» Dataset excerpts:
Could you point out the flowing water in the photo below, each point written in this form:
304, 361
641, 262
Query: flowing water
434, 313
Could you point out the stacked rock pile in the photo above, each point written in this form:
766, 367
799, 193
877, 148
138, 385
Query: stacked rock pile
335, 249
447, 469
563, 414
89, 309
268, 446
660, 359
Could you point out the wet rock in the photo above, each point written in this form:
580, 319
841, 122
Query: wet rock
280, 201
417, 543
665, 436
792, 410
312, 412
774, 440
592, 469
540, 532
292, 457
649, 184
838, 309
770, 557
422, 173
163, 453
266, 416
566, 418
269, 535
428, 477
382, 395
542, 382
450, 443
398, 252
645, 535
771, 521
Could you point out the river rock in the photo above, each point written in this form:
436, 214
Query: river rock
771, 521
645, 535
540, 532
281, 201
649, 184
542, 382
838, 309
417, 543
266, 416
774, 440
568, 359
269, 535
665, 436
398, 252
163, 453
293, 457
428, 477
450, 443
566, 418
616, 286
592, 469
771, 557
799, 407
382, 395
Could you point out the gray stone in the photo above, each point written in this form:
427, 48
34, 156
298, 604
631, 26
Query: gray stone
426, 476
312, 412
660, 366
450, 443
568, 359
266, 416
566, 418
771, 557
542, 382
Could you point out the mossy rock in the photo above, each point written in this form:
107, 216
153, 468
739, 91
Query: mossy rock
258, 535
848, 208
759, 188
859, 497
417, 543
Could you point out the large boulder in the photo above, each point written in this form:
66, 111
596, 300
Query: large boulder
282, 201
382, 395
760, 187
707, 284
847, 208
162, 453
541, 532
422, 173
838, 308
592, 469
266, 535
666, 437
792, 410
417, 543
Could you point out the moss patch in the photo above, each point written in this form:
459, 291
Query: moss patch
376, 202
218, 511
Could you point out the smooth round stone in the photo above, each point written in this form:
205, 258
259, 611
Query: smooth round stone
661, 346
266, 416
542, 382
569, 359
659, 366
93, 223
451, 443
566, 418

» Required work: The response has to give back every record verbatim.

» Problem solution:
Could you point out the flowing water in the photo below, each point written in this form:
304, 361
641, 262
Query: flowing water
434, 313
Could you point out the stacked rock pile in the photo above, each point written in this form:
766, 367
799, 193
877, 148
138, 385
Query: stacked rock pile
335, 249
447, 469
563, 414
89, 309
268, 446
660, 359
Could you point out the wet rock in the photo above, each point written in this form:
580, 319
841, 122
Query: wet rock
280, 201
417, 543
665, 436
792, 410
312, 412
774, 440
592, 469
540, 532
292, 457
649, 184
838, 309
770, 557
422, 173
163, 453
266, 416
566, 418
269, 535
428, 477
382, 395
542, 382
450, 443
398, 252
645, 535
771, 521
Could you point out the river rock in the photo above, each point written in this form:
436, 214
Query: river rock
771, 521
645, 535
540, 532
281, 201
649, 184
542, 382
838, 309
417, 543
266, 416
774, 440
568, 359
269, 535
665, 436
398, 252
163, 453
293, 457
428, 477
450, 443
566, 418
616, 286
592, 469
771, 557
799, 407
382, 395
Could you point out the gray stone in the photo above, each point written in this form:
427, 48
34, 156
298, 604
631, 26
Query: gray stone
426, 476
312, 412
660, 366
450, 443
568, 359
266, 416
566, 418
771, 557
542, 382
Could you point out the mossy rock in the photo above, each point written in this form:
107, 216
153, 468
739, 91
Query: mossy rock
258, 535
848, 208
759, 188
859, 497
417, 543
Could you point out the large boulder in the photo above, each point written in this form:
66, 111
596, 300
Query: large boulder
282, 201
382, 395
760, 187
707, 284
847, 208
162, 453
541, 532
422, 173
838, 308
592, 469
266, 535
666, 437
792, 410
417, 543
Could you point out the moss patch in the photo above, each point written in this form:
459, 291
Query: moss patch
376, 202
218, 511
Could you point out the smooth round stone in the photo above, each point written in this form:
205, 258
259, 611
Query: smooth round stone
661, 346
266, 416
542, 382
569, 359
659, 366
93, 223
451, 443
566, 418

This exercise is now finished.